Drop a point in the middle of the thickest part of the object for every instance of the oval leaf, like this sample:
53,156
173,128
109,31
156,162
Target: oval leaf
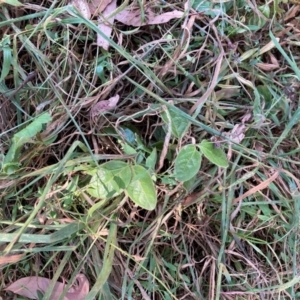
110,180
215,155
187,163
179,125
141,189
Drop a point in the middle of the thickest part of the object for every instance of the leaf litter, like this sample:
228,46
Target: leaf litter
131,17
30,287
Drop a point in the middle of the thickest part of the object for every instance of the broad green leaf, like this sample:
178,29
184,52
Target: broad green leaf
110,180
179,124
215,155
189,183
151,160
141,189
33,128
187,163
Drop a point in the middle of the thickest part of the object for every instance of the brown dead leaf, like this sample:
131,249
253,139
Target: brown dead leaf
28,287
133,17
98,6
104,106
257,188
106,24
83,7
267,67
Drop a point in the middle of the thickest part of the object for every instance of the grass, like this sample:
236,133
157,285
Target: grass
226,233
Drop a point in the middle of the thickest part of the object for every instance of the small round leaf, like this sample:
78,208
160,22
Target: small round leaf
215,155
187,163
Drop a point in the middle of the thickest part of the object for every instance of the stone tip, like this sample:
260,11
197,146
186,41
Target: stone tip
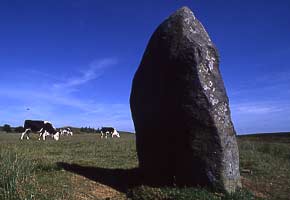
184,9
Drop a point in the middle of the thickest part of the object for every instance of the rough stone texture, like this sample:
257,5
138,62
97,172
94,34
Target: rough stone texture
184,132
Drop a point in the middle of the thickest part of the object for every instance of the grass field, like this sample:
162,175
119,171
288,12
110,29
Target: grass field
87,167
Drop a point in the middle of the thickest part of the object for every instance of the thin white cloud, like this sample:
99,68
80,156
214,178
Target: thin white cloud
258,108
61,107
95,70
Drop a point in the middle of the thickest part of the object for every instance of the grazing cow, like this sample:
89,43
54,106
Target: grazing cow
44,128
66,131
109,130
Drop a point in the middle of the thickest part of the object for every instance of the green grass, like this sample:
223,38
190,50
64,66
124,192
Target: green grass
87,167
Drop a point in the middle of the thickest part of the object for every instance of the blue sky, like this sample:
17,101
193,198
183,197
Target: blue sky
72,61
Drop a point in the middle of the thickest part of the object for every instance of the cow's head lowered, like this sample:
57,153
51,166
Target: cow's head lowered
51,130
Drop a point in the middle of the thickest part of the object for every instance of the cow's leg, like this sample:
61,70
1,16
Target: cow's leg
44,135
41,133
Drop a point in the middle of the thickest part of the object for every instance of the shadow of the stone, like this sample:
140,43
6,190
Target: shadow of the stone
119,179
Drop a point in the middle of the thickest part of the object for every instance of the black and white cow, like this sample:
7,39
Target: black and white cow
44,128
109,130
66,131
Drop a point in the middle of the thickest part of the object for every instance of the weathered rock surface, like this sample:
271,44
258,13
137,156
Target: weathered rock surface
180,109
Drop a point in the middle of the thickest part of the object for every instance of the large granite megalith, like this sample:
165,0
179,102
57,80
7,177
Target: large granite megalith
180,109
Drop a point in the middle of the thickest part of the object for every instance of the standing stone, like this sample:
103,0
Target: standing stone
180,109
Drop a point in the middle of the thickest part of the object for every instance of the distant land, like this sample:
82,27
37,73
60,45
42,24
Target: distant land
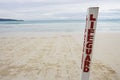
1,19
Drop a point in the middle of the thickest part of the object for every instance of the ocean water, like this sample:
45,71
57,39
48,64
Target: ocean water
57,26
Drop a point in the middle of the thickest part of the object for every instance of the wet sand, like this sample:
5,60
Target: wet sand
57,57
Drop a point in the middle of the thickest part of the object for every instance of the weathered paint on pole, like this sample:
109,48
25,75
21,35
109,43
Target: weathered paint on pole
89,34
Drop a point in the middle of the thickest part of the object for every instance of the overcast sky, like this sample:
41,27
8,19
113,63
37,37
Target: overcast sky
57,9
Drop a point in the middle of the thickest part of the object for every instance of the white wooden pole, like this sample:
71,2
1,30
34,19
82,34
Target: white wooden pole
89,34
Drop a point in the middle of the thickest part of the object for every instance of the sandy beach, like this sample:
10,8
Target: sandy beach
57,56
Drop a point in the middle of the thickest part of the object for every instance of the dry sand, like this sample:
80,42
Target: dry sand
57,57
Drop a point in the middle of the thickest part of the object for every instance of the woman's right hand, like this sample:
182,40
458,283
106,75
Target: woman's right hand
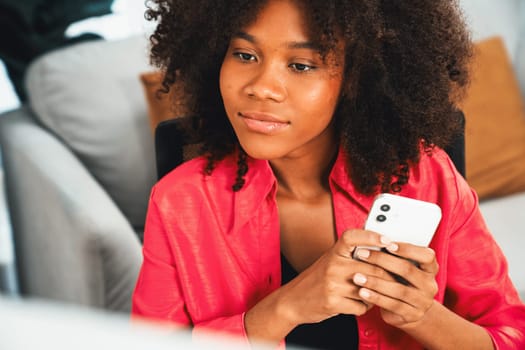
323,290
326,288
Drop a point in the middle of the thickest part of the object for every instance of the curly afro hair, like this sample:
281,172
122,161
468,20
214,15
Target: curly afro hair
405,69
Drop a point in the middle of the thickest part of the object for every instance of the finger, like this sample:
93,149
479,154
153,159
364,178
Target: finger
405,311
350,239
391,289
403,268
425,257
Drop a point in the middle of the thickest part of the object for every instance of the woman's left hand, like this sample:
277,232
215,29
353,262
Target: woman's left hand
402,305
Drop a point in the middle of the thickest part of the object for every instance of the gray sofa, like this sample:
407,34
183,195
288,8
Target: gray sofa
79,164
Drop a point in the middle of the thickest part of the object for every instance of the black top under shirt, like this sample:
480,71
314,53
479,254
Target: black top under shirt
338,332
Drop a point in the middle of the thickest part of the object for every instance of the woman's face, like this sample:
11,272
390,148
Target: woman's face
278,92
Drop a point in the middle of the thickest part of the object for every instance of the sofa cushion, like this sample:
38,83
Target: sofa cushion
162,106
90,96
495,123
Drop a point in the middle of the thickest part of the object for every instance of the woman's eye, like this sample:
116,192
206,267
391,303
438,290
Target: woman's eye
245,57
300,67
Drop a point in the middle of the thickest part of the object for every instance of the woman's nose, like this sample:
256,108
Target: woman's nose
267,83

**AIM**: Print all entries exactly. The images do not belong in the copy.

**EXERCISE SOLUTION**:
Drop a point in the middle of the thickest part of the object for every instance of the oval leaf, like this sample:
53,156
173,128
109,31
156,162
Target: oval leaf
110,180
215,155
187,163
179,125
141,189
Drop a point in the middle of the thickest part of the object for every instance of the leaf litter, like this sample:
228,46
Target: leaf litter
131,17
30,287
Drop a point in the middle of the thickest part of the object for every instance of the broad green leaf, like this sample:
178,29
184,52
Target: broad green leaf
110,180
179,124
215,155
189,183
151,160
141,189
33,128
187,163
Drop a point in the middle of the thickest part of the object for every instance of the brown dead leaf, like this sample:
131,249
253,139
Target: brown dead leaf
28,287
133,17
98,6
104,106
257,188
106,24
83,7
267,67
Drop a point in the middle of the thickest part of the object for every instance of the grass, like this sample:
236,133
157,285
Target: grass
226,233
Drop a point in the middle of the thickest part of the object for every instance of the small round leaf, like this sample:
78,208
160,22
Target: small round leaf
215,155
187,163
Drop a point in the middle of the thickest part of the object for every instance of the stone tip, like this sample:
260,11
197,146
186,41
Target: stone tip
184,9
Drop a point in the middle of the thickest part of the object for every instance of the rough stone texture, like this sample:
257,5
138,62
97,172
94,34
Target: rough stone texture
184,132
Drop a point in the middle of the thickest part of the object for every instance of the grass field, like this sample:
162,175
119,171
288,12
110,29
Target: grass field
87,167
Drop a point in the middle of the thickest part of the object for every instance of the thin white cloud, like this sample:
99,68
80,156
214,178
Target: thin white cloud
258,108
61,107
95,70
Drop a point in the middle of the thickest part of the object for every instance of the grazing cow, like this sample:
89,43
54,106
Target: grazing cow
44,128
66,131
109,130
Drop a point in the middle of the thickest part of the object for every instance of the green grass, like this sample:
223,38
190,50
64,66
124,192
Target: green grass
87,167
Drop a point in the middle of the thickest part of the object for every instance of the blue sky, like this sample:
17,101
193,198
183,197
Target: blue sky
72,61
Drop a point in the middle of the thickest part of the object for every instance of the cow's head lowered, like this sample:
57,153
51,166
Target: cow's head lowered
51,130
Drop a point in the middle of the thickest part of the object for every instance of the cow's leg, like this sample:
61,70
1,16
Target: cow's leg
44,135
41,133
Drop a point in the middle of the thickest part of the object for every instance of the shadow of the stone, like this sample:
140,43
6,190
Target: shadow of the stone
119,179
Drop a point in the middle of the thickest part of the object for every instance of the black and white cow, like this sample:
7,39
Target: black and white cow
44,128
109,130
66,131
Drop a point in the middle of the thickest part of the object for every instance of the weathered rock surface, like this sample:
271,44
258,13
137,156
Target: weathered rock surface
180,109
Drop a point in the middle of the thickest part of the object for every instance of the large granite megalith, like this sample:
165,0
179,102
57,80
7,177
Target: large granite megalith
180,109
Drop a point in the middle of the thickest part of the object for every instance of the standing stone, like this sample:
103,0
Target: standing stone
180,109
Drop a point in the middle of the thickest part of the object for every instance of the distant land, like this sample:
82,27
37,73
60,45
42,24
Target: distant land
1,19
Drop a point in the middle of the thickest part of the object for every instance of the ocean water, like this sample:
45,71
57,39
48,64
Target: ocean water
57,26
Drop a point in the middle of the thickest part of the object for every instance of the wet sand, like this sample:
5,60
Target: wet sand
57,57
Drop a point in the middle of the thickest part of the object for every instance of the weathered paint on pole, like this sample:
109,48
25,75
21,35
109,43
Target: weathered paint on pole
89,34
Drop a point in the middle of the thickest part of the object for every instance of the overcast sky, like this sample:
41,27
8,19
113,63
37,37
Target: overcast sky
57,9
Drop a point in the middle of the thickest part of the object for every instance of the white wooden pole, like this sample:
71,2
1,30
34,19
82,34
Target: white wooden pole
89,34
Drop a point in the middle of the thickest part of the object for every instance of the sandy beach, like this sample:
10,8
Target: sandy beach
57,56
Drop a point in the middle of the thickest part of the object for every instance of the dry sand, like this sample:
80,42
Target: dry sand
57,57
Drop a point in the middle of the thickest part of the object for every instance of the woman's right hand, like this sample:
182,40
458,283
106,75
Target: woman's right hand
323,290
326,288
Drop a point in the middle of the thickest part of the object for every instance of the curly afro hair, like this sample:
281,172
122,161
468,20
214,15
Target: curly afro hair
405,69
Drop a point in the middle of the thickest part of the object for every instance of the finger, like this sample:
93,149
479,154
153,159
364,178
Target: finger
405,311
350,239
391,289
403,268
425,257
Drop a point in the middle of the thickest part of the object for every instance of the woman's left hand, like this sample:
277,232
215,29
353,262
Target: woman's left hand
402,305
Drop a point in the middle of the thickest part of the object for every instance of the gray sofa, like this sample:
407,34
183,195
288,8
Target: gray sofa
79,164
Drop a point in the middle of the thickest part of the object for every instance of the black top under shirt, like this sample:
480,71
314,53
479,254
Target: black top under shirt
338,332
Drop a point in the middle of the thickest part of the object for every instance of the woman's face, like this sample:
11,272
390,148
Target: woman's face
278,92
Drop a point in the middle of the thickest part of the object for every instance of the sofa cushion, like this sample:
38,83
Target: sofa cushion
162,106
90,96
495,123
Drop a point in the middle of the thickest part of the object for every instance of the woman's eye, like this sample:
116,192
206,267
391,303
438,290
Target: woman's eye
245,57
300,67
Drop a point in the middle of the thickest part of the object for every instance of the woman's nose, like this sample:
256,108
Target: woman's nose
267,83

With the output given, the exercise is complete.